— Start of Data shown —

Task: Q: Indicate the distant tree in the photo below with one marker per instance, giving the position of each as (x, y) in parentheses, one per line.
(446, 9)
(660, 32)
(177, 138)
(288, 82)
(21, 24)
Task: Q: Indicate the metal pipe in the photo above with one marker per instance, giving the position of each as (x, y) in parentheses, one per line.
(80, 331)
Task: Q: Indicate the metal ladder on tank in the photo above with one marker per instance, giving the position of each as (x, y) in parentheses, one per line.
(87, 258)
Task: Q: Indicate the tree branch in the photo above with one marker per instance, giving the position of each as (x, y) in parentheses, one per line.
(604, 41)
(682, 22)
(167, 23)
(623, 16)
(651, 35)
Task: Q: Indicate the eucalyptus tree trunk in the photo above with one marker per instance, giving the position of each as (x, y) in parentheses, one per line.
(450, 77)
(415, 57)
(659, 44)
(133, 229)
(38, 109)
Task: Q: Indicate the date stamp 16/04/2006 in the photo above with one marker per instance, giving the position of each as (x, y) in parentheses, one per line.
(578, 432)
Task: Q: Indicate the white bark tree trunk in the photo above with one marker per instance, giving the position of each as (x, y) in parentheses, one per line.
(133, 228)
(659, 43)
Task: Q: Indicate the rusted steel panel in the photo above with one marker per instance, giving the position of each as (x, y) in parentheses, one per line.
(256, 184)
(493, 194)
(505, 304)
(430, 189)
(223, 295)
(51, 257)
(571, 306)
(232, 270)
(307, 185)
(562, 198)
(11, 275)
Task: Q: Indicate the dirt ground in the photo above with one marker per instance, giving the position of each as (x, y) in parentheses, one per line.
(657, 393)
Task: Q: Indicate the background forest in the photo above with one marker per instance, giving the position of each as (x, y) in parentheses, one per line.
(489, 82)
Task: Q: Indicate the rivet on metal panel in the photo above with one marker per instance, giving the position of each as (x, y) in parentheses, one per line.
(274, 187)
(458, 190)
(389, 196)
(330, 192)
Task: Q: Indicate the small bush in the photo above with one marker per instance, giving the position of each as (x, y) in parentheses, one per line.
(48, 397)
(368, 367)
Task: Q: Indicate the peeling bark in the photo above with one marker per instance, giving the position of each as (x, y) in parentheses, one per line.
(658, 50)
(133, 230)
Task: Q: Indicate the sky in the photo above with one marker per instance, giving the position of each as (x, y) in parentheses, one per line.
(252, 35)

— End of Data shown —
— Start of Data shown —

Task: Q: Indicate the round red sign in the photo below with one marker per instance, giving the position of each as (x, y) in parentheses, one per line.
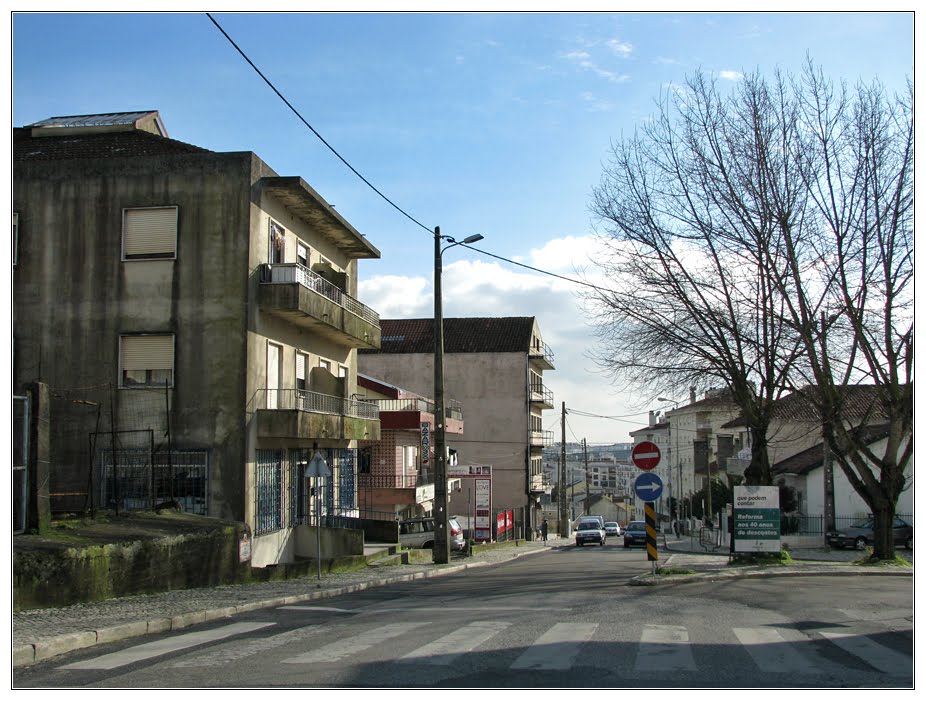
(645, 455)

— End of Data shown —

Aim: Gather each line of the records that contains the string "trunk" and copy it out in full. Case matters when matching.

Response to the task:
Task: Q: Indicate the eucalyptus tree trunk in the photo above with one marker per instance, giving the position of each as (x, y) in parentheses, one per line.
Task: Q: Indicate the white bark tree trunk in the photo above with one marker per instance, giving the position of each as (x, y) in parentheses, one per line.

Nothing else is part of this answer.